My Christian friends, let us have a plan of education for all, but let us have no coercion into a hollow, heartless union. No; let the Government do the next best thing to doing what it ought, and supporting the National Church, as a National Church; let her help all to educate their children separately, and not endeavour to force upon them tenets, which they know to be wrong; let her prevent children being employed in factories, till they know how to read; but never let any Administration try to force the honest-hearted Protestants of England to let their children sit down with the children of the Infidel and the godless, bibleless and hopeless, with a master, who dare not pray with them,-with a master, who, if he come up to the approved model of the Vicar of Leeds, I do not hesitate to say, would be a godless man, in his official capacity, for he is not to know anything of God, or Christ, or eternity, in the teaching of his children. And what would you give for the Christianity of that schoolmaster? What would you give for his honesty and morality, that would consent for a pitiful bit of bread, to leave his Bible, his prayer, and his Saviour, and everything which distinguishes him, as a follower of Jesus, outside of the schoolhouse door, as a suit of clothes, to be put off, when he enters, and to be put on, when he goes back again to his home? The man might, in name, be a High Churchman, if you will, but in spirit and in conduct, he would be virtually an Infidel. Oh my friends, this is in reality, the monstrous proposition, when stripped of its garniture and its plausibility: that the schoolmaster should never pray with his children, never mention Jesus to them, never "suffer the little children to come unto Christ," never point them to heaven above, or to hell beneath, never guard them from lying, or warn them from stealing, or teach them brotherly love on true principle. And where would be morality without motives? Where would be the conduct without the doctrines? Where would be the trees without the roots? Where would be the light, without the sun? Oh! the foolishness of the men, who, in their worldly wisdom, would be wiser than God, and divide what God has joined together.

But the clergy and the ministers are to give instruction, at after hours, and at other times. Is this "training up a child in the way he should go?" Is this inculcation by "line upon line, and precept upon precept?" I have had as much experience in schoolwatching, and school-managing, as many who have written upon the subject, though I make no boast of it; and this I give, as my deliberate conclusion, in the face of whatever others may have said; I have invariably found, that whatever may be the excellency of the clergyman, and however great his carefulness and industry, the schoolmaster makes, or mars the school. I hesitate not to say this, in the face of my Reverend brethren around me; and I am sure they will subscribe to it. The minister ought to attend; his attendance is needful, and his training and teaching important; he should hold the

check-rein, he should guard the helm ; but the schoolmaster is always with the children, forming their characters, and shaping their minds for good or for evil. The schoolmaster is the adopted parent; and is that parent to know nothing of God or of Christ, in the midst of his family?

* * * * * * * * *

» Job 1: Can you extract the stretch from "check-rein, he should" through "of his family?" from the address on religious education, word for word?

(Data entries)
* * * * * * * * *

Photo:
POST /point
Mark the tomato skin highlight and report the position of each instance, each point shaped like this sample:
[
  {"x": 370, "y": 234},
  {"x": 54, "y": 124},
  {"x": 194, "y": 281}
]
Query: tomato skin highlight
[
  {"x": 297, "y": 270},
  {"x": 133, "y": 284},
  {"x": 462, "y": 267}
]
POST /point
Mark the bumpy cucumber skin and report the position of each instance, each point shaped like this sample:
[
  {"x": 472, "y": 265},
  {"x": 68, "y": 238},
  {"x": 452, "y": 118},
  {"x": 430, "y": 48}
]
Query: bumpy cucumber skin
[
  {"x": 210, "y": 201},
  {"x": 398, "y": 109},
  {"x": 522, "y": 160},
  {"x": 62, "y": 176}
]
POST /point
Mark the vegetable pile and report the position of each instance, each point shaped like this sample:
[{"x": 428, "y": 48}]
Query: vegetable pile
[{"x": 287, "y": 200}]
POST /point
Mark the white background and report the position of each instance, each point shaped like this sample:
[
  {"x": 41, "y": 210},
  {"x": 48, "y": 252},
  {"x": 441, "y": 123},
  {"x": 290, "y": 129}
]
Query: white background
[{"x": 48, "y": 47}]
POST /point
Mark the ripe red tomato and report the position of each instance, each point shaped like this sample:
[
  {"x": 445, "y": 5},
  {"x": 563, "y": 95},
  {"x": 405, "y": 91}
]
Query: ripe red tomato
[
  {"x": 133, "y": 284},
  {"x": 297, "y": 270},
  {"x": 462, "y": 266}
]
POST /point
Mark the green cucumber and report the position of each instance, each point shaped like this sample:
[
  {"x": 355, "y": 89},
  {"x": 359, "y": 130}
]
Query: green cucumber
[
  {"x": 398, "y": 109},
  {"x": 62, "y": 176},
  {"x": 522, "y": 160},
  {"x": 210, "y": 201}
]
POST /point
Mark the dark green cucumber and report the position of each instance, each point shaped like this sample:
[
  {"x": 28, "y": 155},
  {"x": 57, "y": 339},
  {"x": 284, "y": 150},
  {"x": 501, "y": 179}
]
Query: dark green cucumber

* * * * * * * * *

» Job 2: How many lines of the records contain the string "skin", counting case? Reply with only the number.

» Expected answer 1:
check-rein, he should guard the helm ; but the schoolmaster is always with the children, forming their characters, and shaping their minds for good or for evil. The schoolmaster is the adopted parent; and is that parent to know nothing of God or of Christ, in the midst of his family?

» Expected answer 2: 4